WHAT TO DO:
Restate each line below word for word, skipping every picture.

(Records from a dataset)
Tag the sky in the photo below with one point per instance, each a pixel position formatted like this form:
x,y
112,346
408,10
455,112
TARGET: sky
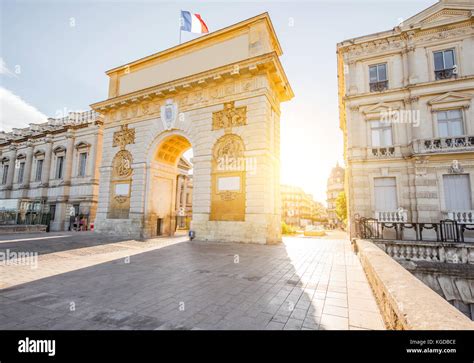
x,y
54,54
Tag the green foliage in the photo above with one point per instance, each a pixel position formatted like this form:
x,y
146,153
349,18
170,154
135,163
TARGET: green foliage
x,y
341,207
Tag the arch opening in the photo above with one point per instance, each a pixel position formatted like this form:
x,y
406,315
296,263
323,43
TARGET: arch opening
x,y
169,209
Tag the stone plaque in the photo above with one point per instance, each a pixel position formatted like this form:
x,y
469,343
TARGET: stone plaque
x,y
231,183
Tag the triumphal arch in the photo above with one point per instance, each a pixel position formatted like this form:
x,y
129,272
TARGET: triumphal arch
x,y
219,94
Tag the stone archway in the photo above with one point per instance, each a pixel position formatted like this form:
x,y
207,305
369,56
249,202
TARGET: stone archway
x,y
161,183
220,93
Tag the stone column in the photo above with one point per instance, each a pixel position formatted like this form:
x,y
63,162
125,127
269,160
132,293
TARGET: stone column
x,y
406,70
28,166
11,167
47,162
179,197
352,86
69,159
185,191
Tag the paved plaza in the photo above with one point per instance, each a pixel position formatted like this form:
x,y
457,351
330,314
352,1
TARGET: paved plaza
x,y
84,280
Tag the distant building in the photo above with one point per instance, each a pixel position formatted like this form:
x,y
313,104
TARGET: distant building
x,y
335,186
49,174
298,208
52,169
406,111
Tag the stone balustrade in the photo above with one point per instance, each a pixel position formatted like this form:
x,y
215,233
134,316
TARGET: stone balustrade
x,y
392,216
405,302
462,217
429,251
443,144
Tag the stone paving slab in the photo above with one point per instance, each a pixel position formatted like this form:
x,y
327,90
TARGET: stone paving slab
x,y
91,281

RESPONSE BELOW:
Tag the sky in the photo below with one point per instance, each a pixel position formatted like this form:
x,y
112,346
408,10
455,112
TARGET: sky
x,y
54,54
Tag the green foliage in the photo above with one point per instance, each a pixel position formatted like this form:
x,y
146,153
349,18
170,154
135,163
TARGET: green foliage
x,y
341,207
Tag the arch opening in the photo above with one point per instance, each a pixel position formatted like this form:
x,y
406,315
296,263
323,43
TARGET: arch opening
x,y
169,209
Tag the stone plaque in the photo above with one point per instance, each a pixel position formatted like this form:
x,y
469,343
TARGET: stone plaque
x,y
231,183
Tag the triumphal arch in the photo above with one point per instance, each a pixel position formatted like this form:
x,y
129,272
TARGET: triumphal arch
x,y
219,94
Tag the stone archway in the photo above with one point per instance, each a pixel position formatted like this form:
x,y
207,305
369,56
249,202
TARGET: stone archway
x,y
161,183
220,93
Tag the stone column in the photo above with one point per instance, each a pixel position formatted like this form:
x,y
63,162
125,127
269,160
132,293
TARGET: stone column
x,y
406,70
28,166
11,167
47,162
179,197
352,86
69,159
185,191
Tag the paved plaza in the photo above with one point per instance, each a pixel position formatted like this form:
x,y
457,351
330,314
352,1
TARGET: paved plaza
x,y
84,280
Tag the distant building in the photo above with one point per instance, each a pixel position formatted like this form:
x,y
313,104
TARGET: distant building
x,y
335,186
49,174
298,208
52,169
406,111
Tag the stone balustrade in the photo above with one point per instance, each a pixel position formatted like this form:
x,y
215,233
134,316
TARGET: stone balustrade
x,y
392,216
405,302
462,217
429,251
443,144
Tag the stone paving slab in the photo above with one point per instance, each a pixel position formatted like this form:
x,y
327,90
TARGET: stone paving slab
x,y
91,281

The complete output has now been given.